* **What this task involves**
Transcribe all the entries word for word, omitting any pictures they contain.

* **Named object pointing entries**
»»

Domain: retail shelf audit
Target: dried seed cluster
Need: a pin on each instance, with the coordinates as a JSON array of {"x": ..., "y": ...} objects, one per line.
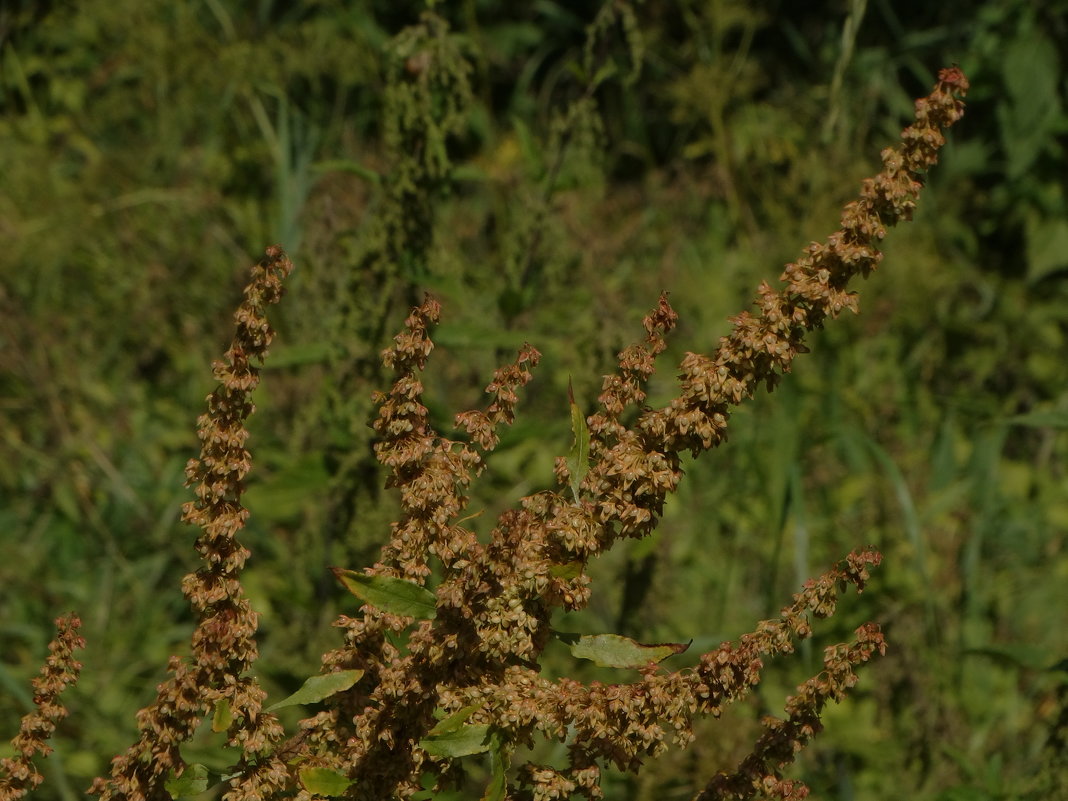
[
  {"x": 17, "y": 774},
  {"x": 493, "y": 601}
]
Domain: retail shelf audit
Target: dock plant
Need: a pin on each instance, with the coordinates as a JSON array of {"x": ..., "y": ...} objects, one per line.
[{"x": 442, "y": 662}]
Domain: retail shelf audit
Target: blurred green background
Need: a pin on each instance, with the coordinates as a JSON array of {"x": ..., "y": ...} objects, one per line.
[{"x": 546, "y": 169}]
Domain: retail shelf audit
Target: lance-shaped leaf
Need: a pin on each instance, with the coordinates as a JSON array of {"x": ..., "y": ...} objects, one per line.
[
  {"x": 319, "y": 687},
  {"x": 192, "y": 782},
  {"x": 455, "y": 720},
  {"x": 222, "y": 717},
  {"x": 462, "y": 741},
  {"x": 324, "y": 781},
  {"x": 395, "y": 596},
  {"x": 578, "y": 458},
  {"x": 615, "y": 650}
]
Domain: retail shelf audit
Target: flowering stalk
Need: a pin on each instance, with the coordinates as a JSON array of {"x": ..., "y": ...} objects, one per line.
[
  {"x": 17, "y": 774},
  {"x": 474, "y": 642},
  {"x": 223, "y": 643}
]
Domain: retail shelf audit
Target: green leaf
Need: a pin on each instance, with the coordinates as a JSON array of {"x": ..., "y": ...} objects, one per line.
[
  {"x": 464, "y": 741},
  {"x": 223, "y": 717},
  {"x": 499, "y": 758},
  {"x": 395, "y": 596},
  {"x": 454, "y": 721},
  {"x": 324, "y": 781},
  {"x": 578, "y": 459},
  {"x": 192, "y": 782},
  {"x": 615, "y": 650},
  {"x": 319, "y": 687}
]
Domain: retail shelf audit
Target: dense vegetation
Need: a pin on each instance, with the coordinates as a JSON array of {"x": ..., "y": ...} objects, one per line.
[{"x": 571, "y": 172}]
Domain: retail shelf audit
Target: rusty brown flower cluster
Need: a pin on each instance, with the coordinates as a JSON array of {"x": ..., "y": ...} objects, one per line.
[
  {"x": 461, "y": 657},
  {"x": 223, "y": 644},
  {"x": 17, "y": 774}
]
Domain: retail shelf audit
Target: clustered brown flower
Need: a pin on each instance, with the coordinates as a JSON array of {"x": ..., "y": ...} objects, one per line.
[
  {"x": 223, "y": 642},
  {"x": 495, "y": 600},
  {"x": 480, "y": 653},
  {"x": 17, "y": 774}
]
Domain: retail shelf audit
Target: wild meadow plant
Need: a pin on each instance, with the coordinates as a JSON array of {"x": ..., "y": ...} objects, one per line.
[{"x": 442, "y": 660}]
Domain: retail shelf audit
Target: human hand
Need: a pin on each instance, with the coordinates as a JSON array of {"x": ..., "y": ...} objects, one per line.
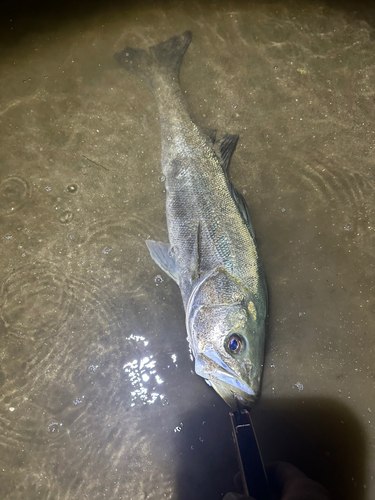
[{"x": 288, "y": 483}]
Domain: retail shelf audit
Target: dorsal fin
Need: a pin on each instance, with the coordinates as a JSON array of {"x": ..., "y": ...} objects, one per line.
[
  {"x": 224, "y": 148},
  {"x": 243, "y": 209}
]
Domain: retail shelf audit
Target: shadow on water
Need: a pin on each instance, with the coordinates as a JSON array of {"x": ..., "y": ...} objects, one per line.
[{"x": 320, "y": 436}]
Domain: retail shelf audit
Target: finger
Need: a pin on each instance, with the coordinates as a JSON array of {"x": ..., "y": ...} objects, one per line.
[
  {"x": 292, "y": 484},
  {"x": 237, "y": 496}
]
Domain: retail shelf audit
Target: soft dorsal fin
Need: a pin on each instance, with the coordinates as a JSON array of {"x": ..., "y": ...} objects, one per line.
[
  {"x": 225, "y": 147},
  {"x": 161, "y": 254},
  {"x": 243, "y": 209}
]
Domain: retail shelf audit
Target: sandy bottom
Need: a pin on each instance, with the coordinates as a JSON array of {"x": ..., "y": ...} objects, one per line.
[{"x": 98, "y": 398}]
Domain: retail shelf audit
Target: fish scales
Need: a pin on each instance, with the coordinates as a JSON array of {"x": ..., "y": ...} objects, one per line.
[{"x": 212, "y": 252}]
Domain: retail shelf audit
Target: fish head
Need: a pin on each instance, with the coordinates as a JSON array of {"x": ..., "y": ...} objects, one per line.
[{"x": 227, "y": 341}]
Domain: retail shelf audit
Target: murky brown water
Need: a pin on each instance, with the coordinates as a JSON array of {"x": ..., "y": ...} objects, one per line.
[{"x": 97, "y": 397}]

««

* **Exercise result**
Domain: retail shelf audit
Target: dried seed cluster
Need: a pin on each instance, with the coordinates as a JSON array of {"x": ..., "y": ...} objects, one per line.
[
  {"x": 17, "y": 774},
  {"x": 493, "y": 601}
]
Domain: retail shelf audit
Target: dock plant
Need: a pin on each instance, with the coordinates as a JSON array of {"x": ..., "y": ...} objects, one per line.
[{"x": 442, "y": 662}]
Domain: retail shelf audit
Target: blurred green background
Need: a pin on each instance, with the coordinates as a JSON array of {"x": ..., "y": ...} objects, one per line.
[{"x": 546, "y": 169}]
Domain: retail shelf audit
Target: lance-shaped leaf
Need: a pin on each instance, with the coordinates as a JSON array of {"x": ..., "y": ...} objects, one per line.
[
  {"x": 319, "y": 687},
  {"x": 192, "y": 782},
  {"x": 455, "y": 720},
  {"x": 222, "y": 717},
  {"x": 462, "y": 741},
  {"x": 324, "y": 781},
  {"x": 395, "y": 596},
  {"x": 578, "y": 458},
  {"x": 615, "y": 650}
]
Domain: retail shelf audit
Target: flowering stalk
Need: a pin on each instance, with the coordinates as a JSON array of {"x": ..., "y": ...} objects, one per line.
[
  {"x": 17, "y": 774},
  {"x": 474, "y": 642},
  {"x": 223, "y": 643}
]
Domain: retail shelf audit
Target: green leaf
Need: a pin on each instance, with the coordinates as a JSON array of {"x": ..., "y": ...} objects, one per line.
[
  {"x": 464, "y": 741},
  {"x": 223, "y": 717},
  {"x": 499, "y": 758},
  {"x": 395, "y": 596},
  {"x": 454, "y": 721},
  {"x": 324, "y": 781},
  {"x": 578, "y": 459},
  {"x": 192, "y": 782},
  {"x": 615, "y": 650},
  {"x": 319, "y": 687}
]
Domain: retail shelf audit
Target: dense vegetation
Need: a pin on each instance, with the coordinates as a JSON array of {"x": ..., "y": ...} objects, one per line.
[{"x": 571, "y": 172}]
Domain: retail shelf audit
Target: rusty brown flower cluster
Need: a pin on each instance, with the coordinates as a JSON array of {"x": ..., "y": ...} objects, one per line.
[
  {"x": 461, "y": 657},
  {"x": 223, "y": 644},
  {"x": 17, "y": 774}
]
Domain: retail shelf audit
Target: clustered brown flower
Need: a pin on each instance, with the coordinates as a JSON array of {"x": ..., "y": ...} objects, one per line.
[
  {"x": 223, "y": 642},
  {"x": 495, "y": 600},
  {"x": 480, "y": 653},
  {"x": 17, "y": 774}
]
Domain: retail shelf audit
Target: wild meadow plant
Need: a pin on each instance, with the coordinates as a JSON array of {"x": ..., "y": ...} objects, one per line.
[{"x": 442, "y": 660}]
Domain: retail shelf audit
Target: human hand
Need: a pin on each instance, with the coordinates as a JSON array of {"x": ..., "y": ...} objects, one per line.
[{"x": 288, "y": 483}]
Domain: retail shelf audit
Target: dorsal fin
Need: a pin on each instance, with the coordinates as a JSON array of {"x": ..., "y": ...} objects, one per line.
[
  {"x": 224, "y": 148},
  {"x": 243, "y": 209}
]
Domain: retail shelf audit
Target: shadow on water
Need: a pin on each instance, with the coordinates as a JSON array of {"x": ..., "y": ...} objects, one per line.
[{"x": 320, "y": 436}]
Domain: retail shelf audit
Target: finger
Need: a pin on each instance, with the coordinates as a JSON array of {"x": ..., "y": ...} objects, one per line.
[
  {"x": 292, "y": 484},
  {"x": 237, "y": 496}
]
Domain: retail shelf audit
Target: soft dorsal fin
Need: a pin on each instance, with the coordinates as a JSON array of {"x": ..., "y": ...} objects, one per line.
[
  {"x": 225, "y": 147},
  {"x": 161, "y": 254},
  {"x": 243, "y": 209}
]
Domain: retail shelf audit
Target: sandy bottom
Need: a pin on each instance, with the coordinates as a JSON array of {"x": ..., "y": ...} objects, one per line.
[{"x": 98, "y": 398}]
Domain: retail shelf audit
Target: fish scales
Need: a pin on each instance, with the coordinates as a JSON array of {"x": ..., "y": ...} objects, one per line.
[{"x": 212, "y": 252}]
Domain: retail shelf audit
Target: fish head
Need: a pin on each instance, with the coordinates as a JSON array of {"x": ..., "y": ...} objects, one per line.
[{"x": 227, "y": 341}]
Domain: retail shelf audit
Target: murky brown water
Need: a pin on each instance, with the coordinates as a JSON array of {"x": ..., "y": ...} objects, one per line.
[{"x": 97, "y": 397}]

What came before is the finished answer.